> _Required work_
Leave out the pictures and copy everything else in the entries exactly.

> _Material supplied_
— Begin —
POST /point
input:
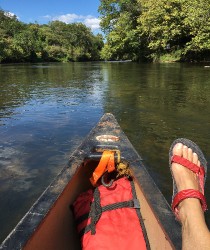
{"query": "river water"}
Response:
(47, 109)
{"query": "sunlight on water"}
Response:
(47, 109)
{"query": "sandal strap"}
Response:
(188, 193)
(188, 164)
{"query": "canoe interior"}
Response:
(49, 224)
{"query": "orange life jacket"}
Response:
(108, 218)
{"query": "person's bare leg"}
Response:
(195, 234)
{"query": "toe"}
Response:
(195, 158)
(185, 152)
(178, 149)
(190, 154)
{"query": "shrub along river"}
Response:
(47, 109)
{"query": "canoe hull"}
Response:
(49, 224)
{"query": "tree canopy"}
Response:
(149, 29)
(56, 41)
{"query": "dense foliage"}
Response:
(151, 29)
(56, 41)
(136, 30)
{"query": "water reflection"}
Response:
(47, 109)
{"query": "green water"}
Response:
(47, 109)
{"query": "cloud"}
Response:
(90, 21)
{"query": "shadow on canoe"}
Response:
(50, 223)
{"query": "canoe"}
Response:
(49, 224)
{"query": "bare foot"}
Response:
(195, 233)
(186, 179)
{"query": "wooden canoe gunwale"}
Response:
(34, 218)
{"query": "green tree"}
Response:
(119, 22)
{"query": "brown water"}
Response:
(47, 109)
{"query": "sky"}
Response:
(44, 11)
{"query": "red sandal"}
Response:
(201, 172)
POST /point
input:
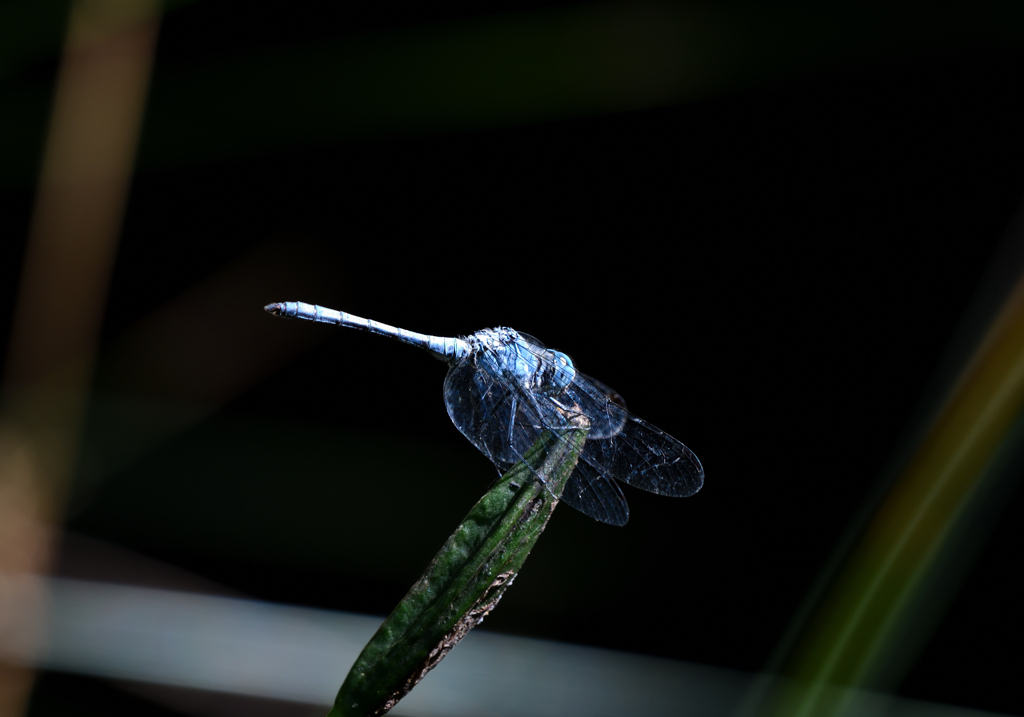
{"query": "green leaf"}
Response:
(464, 582)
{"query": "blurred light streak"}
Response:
(83, 188)
(895, 579)
(300, 655)
(178, 364)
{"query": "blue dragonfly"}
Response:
(504, 388)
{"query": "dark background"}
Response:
(771, 269)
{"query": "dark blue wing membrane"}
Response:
(489, 407)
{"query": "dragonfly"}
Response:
(504, 388)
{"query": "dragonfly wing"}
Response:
(479, 403)
(601, 405)
(594, 495)
(646, 458)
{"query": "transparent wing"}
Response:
(502, 421)
(480, 405)
(593, 495)
(637, 453)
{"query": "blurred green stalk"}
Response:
(882, 590)
(464, 582)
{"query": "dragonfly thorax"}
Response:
(532, 366)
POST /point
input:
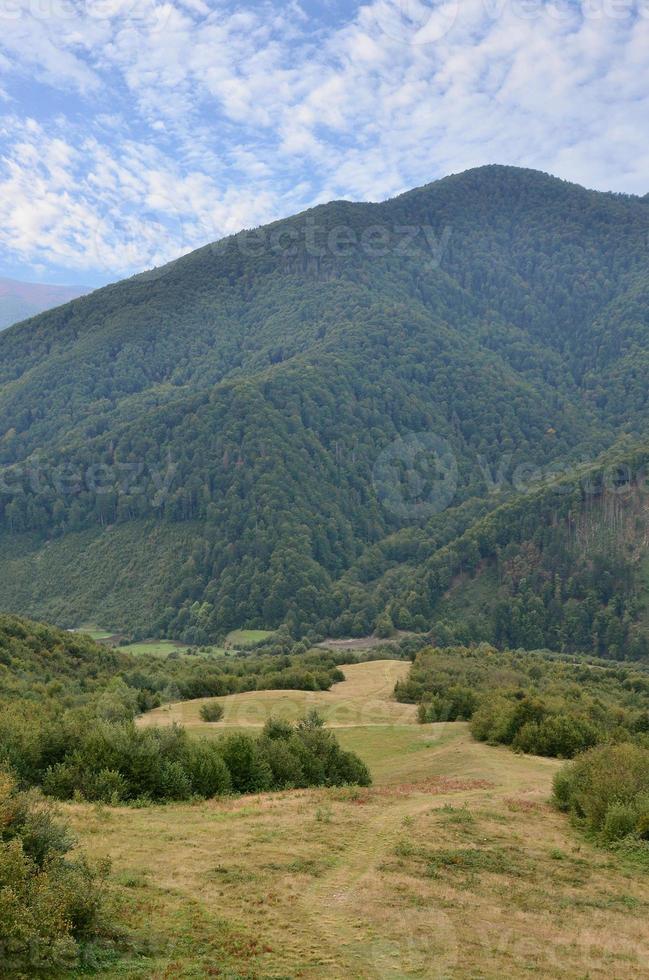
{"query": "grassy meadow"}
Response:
(452, 864)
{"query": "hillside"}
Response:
(20, 300)
(452, 864)
(200, 447)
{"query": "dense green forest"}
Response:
(216, 443)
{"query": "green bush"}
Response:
(52, 906)
(607, 789)
(212, 711)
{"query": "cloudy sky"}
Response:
(135, 130)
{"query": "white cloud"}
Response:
(187, 121)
— End —
> _Complete response_
POST /point
input:
{"query": "river water"}
Response:
(47, 109)
{"query": "sunlight on water"}
Response:
(47, 109)
{"query": "sandal strap"}
Response:
(188, 193)
(188, 164)
{"query": "canoe interior"}
Response:
(49, 224)
{"query": "orange life jacket"}
Response:
(108, 218)
{"query": "person's bare leg"}
Response:
(195, 234)
{"query": "toe"}
Response:
(195, 158)
(185, 152)
(178, 149)
(190, 154)
{"query": "shrub along river"}
Response:
(47, 109)
{"query": "canoe hull"}
Response:
(49, 224)
{"query": "tree canopy"}
Response:
(149, 29)
(56, 41)
{"query": "dense foliage"}
Response:
(151, 29)
(56, 41)
(136, 30)
{"query": "water reflection"}
Response:
(47, 109)
{"query": "green water"}
Response:
(47, 109)
{"query": "cloud"}
Response:
(90, 21)
{"query": "shadow on canoe"}
Response:
(50, 223)
{"query": "canoe"}
Response:
(49, 224)
{"query": "bare foot"}
Response:
(195, 233)
(186, 179)
{"query": "wooden canoe gunwale"}
Response:
(34, 218)
{"query": "green tree"}
Response:
(119, 22)
{"query": "brown water"}
Response:
(47, 109)
{"query": "sky"}
Response:
(44, 11)
{"query": "red sandal"}
Response:
(201, 172)
POST /point
input:
{"query": "green leaf"}
Response:
(464, 582)
{"query": "blurred light streak"}
Response:
(83, 188)
(895, 579)
(300, 655)
(178, 364)
{"query": "blue dragonfly"}
Response:
(504, 388)
{"query": "dark background"}
Response:
(771, 269)
{"query": "dark blue wing membrane"}
Response:
(489, 407)
{"query": "dragonfly"}
Response:
(504, 388)
{"query": "dragonfly wing"}
Response:
(479, 403)
(601, 405)
(594, 495)
(646, 458)
{"query": "transparent wing"}
Response:
(502, 421)
(480, 405)
(593, 495)
(637, 453)
{"query": "blurred green stalk"}
Response:
(882, 590)
(464, 582)
{"query": "dragonfly thorax"}
Response:
(532, 366)
POST /point
input:
{"query": "grassy meadow"}
Response:
(452, 864)
{"query": "hillside"}
Response:
(20, 300)
(452, 864)
(200, 447)
{"query": "dense green forest"}
Response:
(216, 443)
{"query": "green bush"}
Response:
(52, 906)
(607, 789)
(212, 711)
{"query": "cloudy sky"}
Response:
(135, 130)
{"query": "white cloud"}
Response:
(187, 121)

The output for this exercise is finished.